#### [WHAT THE TASK ASKS]
Reproduce exactly the lines from the start of the records through the line containing "target | oval granite stone", both included. Leave the pictures out.

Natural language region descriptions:
*-*-*
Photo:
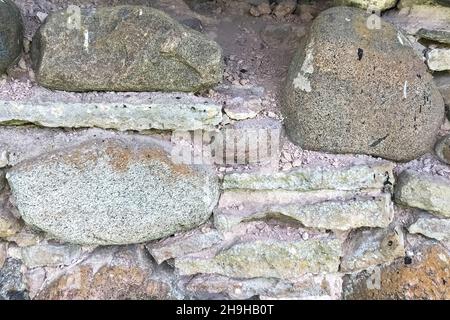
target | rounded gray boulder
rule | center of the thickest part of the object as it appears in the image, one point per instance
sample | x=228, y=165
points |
x=358, y=87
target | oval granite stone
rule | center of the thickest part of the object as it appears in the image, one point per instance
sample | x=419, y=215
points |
x=113, y=192
x=355, y=88
x=123, y=48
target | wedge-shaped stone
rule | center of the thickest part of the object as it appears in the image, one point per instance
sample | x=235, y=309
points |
x=424, y=191
x=123, y=48
x=132, y=111
x=355, y=177
x=267, y=258
x=113, y=192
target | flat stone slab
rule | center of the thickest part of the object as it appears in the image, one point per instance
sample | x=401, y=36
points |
x=355, y=177
x=424, y=191
x=120, y=111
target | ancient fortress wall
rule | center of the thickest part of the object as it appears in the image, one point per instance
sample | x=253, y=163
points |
x=224, y=149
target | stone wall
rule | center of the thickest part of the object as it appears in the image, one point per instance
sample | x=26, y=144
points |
x=105, y=195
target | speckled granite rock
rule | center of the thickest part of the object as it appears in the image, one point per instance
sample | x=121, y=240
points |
x=123, y=48
x=332, y=102
x=11, y=34
x=112, y=192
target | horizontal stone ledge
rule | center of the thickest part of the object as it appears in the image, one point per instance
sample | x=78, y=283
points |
x=120, y=111
x=266, y=251
x=334, y=214
x=356, y=177
x=308, y=286
x=424, y=191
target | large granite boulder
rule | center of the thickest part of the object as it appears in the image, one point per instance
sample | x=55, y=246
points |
x=11, y=34
x=352, y=89
x=123, y=48
x=112, y=192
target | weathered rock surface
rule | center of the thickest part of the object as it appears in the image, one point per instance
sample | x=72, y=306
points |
x=112, y=111
x=331, y=85
x=367, y=248
x=123, y=48
x=427, y=277
x=435, y=228
x=442, y=149
x=110, y=273
x=12, y=286
x=355, y=177
x=2, y=179
x=438, y=59
x=442, y=36
x=184, y=244
x=335, y=214
x=423, y=191
x=3, y=248
x=415, y=17
x=51, y=255
x=11, y=34
x=266, y=251
x=9, y=224
x=327, y=286
x=442, y=81
x=112, y=192
x=372, y=4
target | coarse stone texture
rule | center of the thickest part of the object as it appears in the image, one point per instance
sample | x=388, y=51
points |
x=3, y=250
x=427, y=277
x=438, y=59
x=367, y=248
x=123, y=48
x=336, y=214
x=355, y=177
x=51, y=255
x=372, y=4
x=435, y=228
x=261, y=138
x=424, y=191
x=325, y=286
x=183, y=244
x=442, y=36
x=332, y=103
x=11, y=34
x=442, y=81
x=416, y=17
x=284, y=7
x=112, y=192
x=2, y=179
x=12, y=286
x=133, y=111
x=409, y=3
x=442, y=149
x=9, y=224
x=267, y=258
x=110, y=273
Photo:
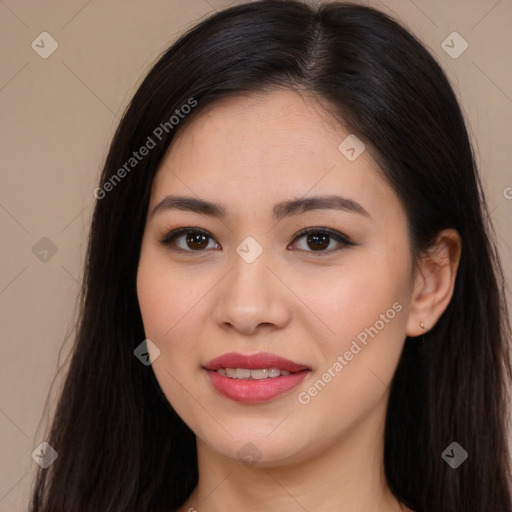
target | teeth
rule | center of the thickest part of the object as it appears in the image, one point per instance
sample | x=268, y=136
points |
x=244, y=373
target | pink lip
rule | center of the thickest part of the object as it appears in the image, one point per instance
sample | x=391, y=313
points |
x=253, y=362
x=254, y=391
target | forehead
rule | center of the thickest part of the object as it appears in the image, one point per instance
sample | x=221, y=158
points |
x=266, y=148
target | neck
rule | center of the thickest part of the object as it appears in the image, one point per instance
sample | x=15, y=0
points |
x=348, y=476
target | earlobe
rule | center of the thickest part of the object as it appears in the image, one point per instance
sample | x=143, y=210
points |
x=434, y=283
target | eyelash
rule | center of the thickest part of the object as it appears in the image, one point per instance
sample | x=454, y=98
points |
x=324, y=230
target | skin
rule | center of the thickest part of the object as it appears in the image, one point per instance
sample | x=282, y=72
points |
x=248, y=153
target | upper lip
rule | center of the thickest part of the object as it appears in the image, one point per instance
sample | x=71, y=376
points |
x=254, y=362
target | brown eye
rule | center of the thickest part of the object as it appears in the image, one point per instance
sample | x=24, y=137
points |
x=192, y=240
x=317, y=240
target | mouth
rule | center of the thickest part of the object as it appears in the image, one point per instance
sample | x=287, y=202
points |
x=254, y=378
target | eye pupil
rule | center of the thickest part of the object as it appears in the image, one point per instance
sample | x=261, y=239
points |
x=324, y=240
x=192, y=240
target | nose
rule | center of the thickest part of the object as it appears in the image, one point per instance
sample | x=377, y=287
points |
x=253, y=297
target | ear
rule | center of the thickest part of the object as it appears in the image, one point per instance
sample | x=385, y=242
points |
x=434, y=282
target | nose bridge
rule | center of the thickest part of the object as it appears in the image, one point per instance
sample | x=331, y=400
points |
x=252, y=295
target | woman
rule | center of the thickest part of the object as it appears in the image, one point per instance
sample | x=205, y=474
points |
x=292, y=298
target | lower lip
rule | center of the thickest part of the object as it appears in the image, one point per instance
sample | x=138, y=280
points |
x=255, y=391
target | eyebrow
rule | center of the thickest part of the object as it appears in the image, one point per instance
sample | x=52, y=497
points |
x=280, y=210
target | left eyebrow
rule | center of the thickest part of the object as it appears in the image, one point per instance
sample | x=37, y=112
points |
x=280, y=210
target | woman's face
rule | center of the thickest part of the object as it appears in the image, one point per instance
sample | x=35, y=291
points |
x=338, y=308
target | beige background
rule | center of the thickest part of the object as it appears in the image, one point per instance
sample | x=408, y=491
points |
x=58, y=115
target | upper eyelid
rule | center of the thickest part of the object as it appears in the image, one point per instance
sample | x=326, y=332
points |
x=338, y=236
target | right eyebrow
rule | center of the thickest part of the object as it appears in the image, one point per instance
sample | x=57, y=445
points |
x=280, y=210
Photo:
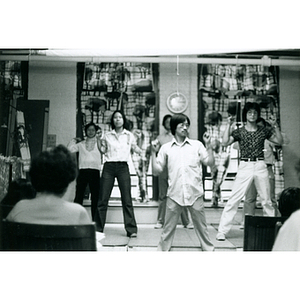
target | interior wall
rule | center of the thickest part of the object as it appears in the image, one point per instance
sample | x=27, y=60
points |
x=56, y=82
x=289, y=84
x=187, y=85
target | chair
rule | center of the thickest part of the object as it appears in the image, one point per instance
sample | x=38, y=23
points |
x=259, y=232
x=42, y=237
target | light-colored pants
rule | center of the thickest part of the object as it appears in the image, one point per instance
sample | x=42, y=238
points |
x=250, y=198
x=249, y=172
x=173, y=211
x=162, y=201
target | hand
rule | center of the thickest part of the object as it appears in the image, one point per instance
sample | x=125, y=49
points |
x=272, y=120
x=155, y=145
x=230, y=120
x=206, y=138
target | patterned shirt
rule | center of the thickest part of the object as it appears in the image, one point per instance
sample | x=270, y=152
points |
x=183, y=162
x=251, y=142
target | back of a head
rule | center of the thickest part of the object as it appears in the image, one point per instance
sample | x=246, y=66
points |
x=289, y=201
x=52, y=171
x=178, y=119
x=18, y=189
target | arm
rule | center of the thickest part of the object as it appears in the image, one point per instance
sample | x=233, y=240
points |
x=156, y=167
x=227, y=138
x=211, y=158
x=72, y=146
x=277, y=137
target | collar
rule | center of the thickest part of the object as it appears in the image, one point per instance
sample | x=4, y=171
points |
x=187, y=140
x=124, y=131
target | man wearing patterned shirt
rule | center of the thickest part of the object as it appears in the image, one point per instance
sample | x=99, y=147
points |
x=252, y=168
x=183, y=158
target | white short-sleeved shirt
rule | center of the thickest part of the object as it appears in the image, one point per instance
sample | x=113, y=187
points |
x=119, y=146
x=184, y=166
x=88, y=158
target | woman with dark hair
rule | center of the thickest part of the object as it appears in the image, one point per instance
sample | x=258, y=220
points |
x=289, y=201
x=252, y=167
x=52, y=175
x=117, y=145
x=89, y=165
x=18, y=189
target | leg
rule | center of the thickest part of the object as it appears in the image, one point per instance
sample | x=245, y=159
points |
x=108, y=179
x=199, y=220
x=173, y=211
x=124, y=183
x=94, y=184
x=241, y=184
x=261, y=180
x=81, y=184
x=162, y=197
x=250, y=199
x=272, y=190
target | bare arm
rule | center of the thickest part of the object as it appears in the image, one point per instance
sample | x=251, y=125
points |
x=277, y=137
x=156, y=168
x=227, y=138
x=211, y=158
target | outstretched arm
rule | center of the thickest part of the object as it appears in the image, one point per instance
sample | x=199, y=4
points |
x=277, y=137
x=207, y=140
x=227, y=138
x=156, y=167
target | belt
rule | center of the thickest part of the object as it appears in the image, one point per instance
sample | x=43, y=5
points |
x=252, y=159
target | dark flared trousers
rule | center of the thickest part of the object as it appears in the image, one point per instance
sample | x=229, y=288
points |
x=119, y=170
x=89, y=177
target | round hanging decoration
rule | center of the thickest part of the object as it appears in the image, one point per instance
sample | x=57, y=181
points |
x=177, y=103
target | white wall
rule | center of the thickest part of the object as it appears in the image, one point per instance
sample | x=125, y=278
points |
x=290, y=121
x=187, y=85
x=56, y=81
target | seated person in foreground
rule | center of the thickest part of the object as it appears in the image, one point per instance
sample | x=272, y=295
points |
x=18, y=189
x=289, y=201
x=288, y=238
x=52, y=175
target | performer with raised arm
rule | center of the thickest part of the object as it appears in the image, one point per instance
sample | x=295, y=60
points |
x=252, y=168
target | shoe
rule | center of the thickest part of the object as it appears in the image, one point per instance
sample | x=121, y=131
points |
x=158, y=226
x=132, y=235
x=189, y=226
x=220, y=236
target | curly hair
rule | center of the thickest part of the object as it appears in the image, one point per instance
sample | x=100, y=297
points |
x=52, y=171
x=125, y=125
x=289, y=201
x=87, y=126
x=247, y=107
x=177, y=119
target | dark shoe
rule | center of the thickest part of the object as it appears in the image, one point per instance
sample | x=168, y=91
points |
x=132, y=235
x=158, y=226
x=189, y=226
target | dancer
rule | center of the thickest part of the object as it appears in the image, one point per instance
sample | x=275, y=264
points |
x=89, y=165
x=252, y=167
x=117, y=145
x=221, y=155
x=183, y=158
x=251, y=195
x=164, y=138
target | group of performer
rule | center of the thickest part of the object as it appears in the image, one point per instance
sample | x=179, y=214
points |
x=178, y=160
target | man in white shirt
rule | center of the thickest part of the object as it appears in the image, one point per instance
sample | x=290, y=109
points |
x=183, y=158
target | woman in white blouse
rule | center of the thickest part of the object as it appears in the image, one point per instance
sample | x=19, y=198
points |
x=89, y=165
x=117, y=145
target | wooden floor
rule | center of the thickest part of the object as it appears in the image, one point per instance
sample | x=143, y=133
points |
x=184, y=240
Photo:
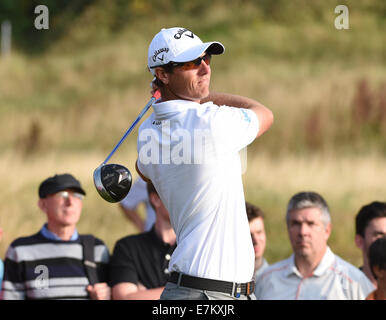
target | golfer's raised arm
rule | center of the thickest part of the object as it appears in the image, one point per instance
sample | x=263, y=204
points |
x=264, y=115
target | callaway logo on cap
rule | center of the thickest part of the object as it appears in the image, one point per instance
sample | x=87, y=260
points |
x=178, y=45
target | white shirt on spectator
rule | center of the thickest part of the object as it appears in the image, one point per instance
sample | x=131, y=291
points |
x=333, y=279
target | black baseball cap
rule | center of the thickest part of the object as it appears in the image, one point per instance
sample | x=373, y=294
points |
x=59, y=182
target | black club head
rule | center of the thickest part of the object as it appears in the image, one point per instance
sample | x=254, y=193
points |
x=112, y=181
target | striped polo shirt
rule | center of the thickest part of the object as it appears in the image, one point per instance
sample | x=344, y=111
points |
x=39, y=267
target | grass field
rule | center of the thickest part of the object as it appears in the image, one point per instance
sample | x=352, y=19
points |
x=63, y=109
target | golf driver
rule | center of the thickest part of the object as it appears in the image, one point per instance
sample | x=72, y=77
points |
x=113, y=181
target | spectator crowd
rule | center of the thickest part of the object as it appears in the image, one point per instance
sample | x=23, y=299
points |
x=59, y=263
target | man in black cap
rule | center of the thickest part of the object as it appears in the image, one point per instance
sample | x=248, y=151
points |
x=57, y=262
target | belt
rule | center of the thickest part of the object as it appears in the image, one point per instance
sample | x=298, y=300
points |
x=232, y=288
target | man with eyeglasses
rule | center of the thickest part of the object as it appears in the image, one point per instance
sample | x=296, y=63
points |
x=51, y=264
x=189, y=149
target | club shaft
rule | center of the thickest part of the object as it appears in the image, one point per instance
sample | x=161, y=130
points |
x=149, y=104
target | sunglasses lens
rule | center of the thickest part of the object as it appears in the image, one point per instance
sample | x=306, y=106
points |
x=195, y=63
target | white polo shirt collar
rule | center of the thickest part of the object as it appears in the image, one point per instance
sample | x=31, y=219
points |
x=162, y=109
x=326, y=262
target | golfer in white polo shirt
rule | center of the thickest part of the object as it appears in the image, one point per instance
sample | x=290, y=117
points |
x=189, y=149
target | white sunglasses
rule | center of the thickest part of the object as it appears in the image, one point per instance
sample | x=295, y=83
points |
x=66, y=195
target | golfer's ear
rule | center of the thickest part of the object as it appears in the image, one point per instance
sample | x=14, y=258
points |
x=162, y=75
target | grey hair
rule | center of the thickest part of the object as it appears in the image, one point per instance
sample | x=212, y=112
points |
x=303, y=200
*-*-*
#### [ANSWER TO THIS PROBLEM]
Photo:
target | rounded gray boulder
rule | center of the thickest part of the object as it appears in the image, one point per instance
sample | x=228, y=165
points |
x=358, y=87
target | oval granite stone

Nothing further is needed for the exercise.